===== DATA FOR THE TASK
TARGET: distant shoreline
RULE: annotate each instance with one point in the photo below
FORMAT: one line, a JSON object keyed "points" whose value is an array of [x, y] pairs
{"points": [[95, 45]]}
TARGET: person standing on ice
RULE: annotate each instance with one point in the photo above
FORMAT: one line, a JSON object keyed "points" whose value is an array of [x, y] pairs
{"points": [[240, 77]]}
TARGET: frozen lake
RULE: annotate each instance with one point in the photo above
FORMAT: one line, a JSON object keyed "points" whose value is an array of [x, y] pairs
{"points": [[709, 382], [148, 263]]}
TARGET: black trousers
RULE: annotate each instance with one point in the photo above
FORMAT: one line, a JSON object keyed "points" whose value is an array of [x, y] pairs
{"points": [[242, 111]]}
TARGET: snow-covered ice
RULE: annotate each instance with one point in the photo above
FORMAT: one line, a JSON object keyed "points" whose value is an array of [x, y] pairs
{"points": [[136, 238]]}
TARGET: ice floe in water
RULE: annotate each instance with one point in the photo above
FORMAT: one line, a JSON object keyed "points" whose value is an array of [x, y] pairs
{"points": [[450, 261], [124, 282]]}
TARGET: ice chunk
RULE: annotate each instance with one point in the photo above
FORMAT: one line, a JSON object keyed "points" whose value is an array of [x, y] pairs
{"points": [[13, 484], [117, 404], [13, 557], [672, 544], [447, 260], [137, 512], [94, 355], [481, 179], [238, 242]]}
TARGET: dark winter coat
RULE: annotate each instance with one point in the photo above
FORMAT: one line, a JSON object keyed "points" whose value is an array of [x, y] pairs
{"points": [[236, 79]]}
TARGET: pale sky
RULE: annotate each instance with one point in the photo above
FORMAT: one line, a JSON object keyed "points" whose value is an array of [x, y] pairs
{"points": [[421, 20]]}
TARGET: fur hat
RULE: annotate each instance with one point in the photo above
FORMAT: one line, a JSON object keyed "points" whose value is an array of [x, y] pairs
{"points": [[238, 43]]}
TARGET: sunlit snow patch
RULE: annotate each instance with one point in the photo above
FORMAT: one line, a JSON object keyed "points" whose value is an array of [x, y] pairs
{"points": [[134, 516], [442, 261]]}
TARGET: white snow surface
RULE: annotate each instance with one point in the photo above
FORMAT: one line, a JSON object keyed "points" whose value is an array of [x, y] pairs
==========
TASK — Copy every record above out again, word for word.

YOUR SOLUTION —
TARGET: distant shoreline
RULE: annotate each instance with one point in the photo below
FORMAT: one line, a JSON object keyed "points" whose value is an array of [x, y] pairs
{"points": [[95, 45]]}
TARGET: person standing on ice
RULE: annotate each instance with one point in the photo above
FORMAT: one line, a JSON object keyed "points" whose value is an array of [x, y] pairs
{"points": [[240, 77]]}
TARGET: frozen lake
RULE: annotate each instance with one point in the photo above
FORMAT: one line, a JSON object keyed "points" whose value is an array of [x, y] pairs
{"points": [[709, 382], [148, 263]]}
TARGET: black trousers
RULE: annotate each instance with one point in the photo above
FORMAT: one line, a JSON object keyed "points" whose value is an array of [x, y] pairs
{"points": [[242, 111]]}
TARGET: snow-covered ice
RULE: annotate each instance with one point in the photo above
FORMAT: one line, a JSON object keyed "points" whose value is an array of [x, y] pairs
{"points": [[136, 238]]}
TARGET: ice floe in water
RULE: annotate each instance with one point in the photo above
FORMAT: one line, a JSON object keyed "points" whose value is an array of [x, y] pairs
{"points": [[450, 261], [124, 282]]}
TARGET: ice chunk
RULE: annotate each instance with one point in the photo above
FORMAT: one line, a JSON object keyed "points" whose value is an array of [x, y] pairs
{"points": [[13, 484], [117, 404], [13, 557], [672, 544], [447, 260], [137, 512], [94, 355], [481, 179], [238, 242]]}
TARGET: dark winter coat
RULE: annotate each instance with one point in the photo above
FORMAT: one line, a JSON object keyed "points" whose value is an array of [x, y] pairs
{"points": [[236, 79]]}
TARGET: pale sky
RULE: annotate each instance with one point in the photo above
FORMAT: one line, a JSON object keyed "points" whose value is an array of [x, y] pairs
{"points": [[421, 20]]}
TARGET: fur hat
RULE: annotate each instance with one point in the photo above
FORMAT: one line, a JSON object keyed "points" whose value is an array of [x, y] pairs
{"points": [[238, 43]]}
TARGET: sunlit snow patch
RULE: annotate each instance with one point in the photo above
FORMAT: one line, a JSON object keyed "points" whose value is an array of [x, y] pairs
{"points": [[134, 516], [442, 261]]}
TARGET: white snow surface
RULE: annotate each instance with one point in the photo above
FORMAT: one line, a JSON object keyed "points" whose value is an array of [x, y] pairs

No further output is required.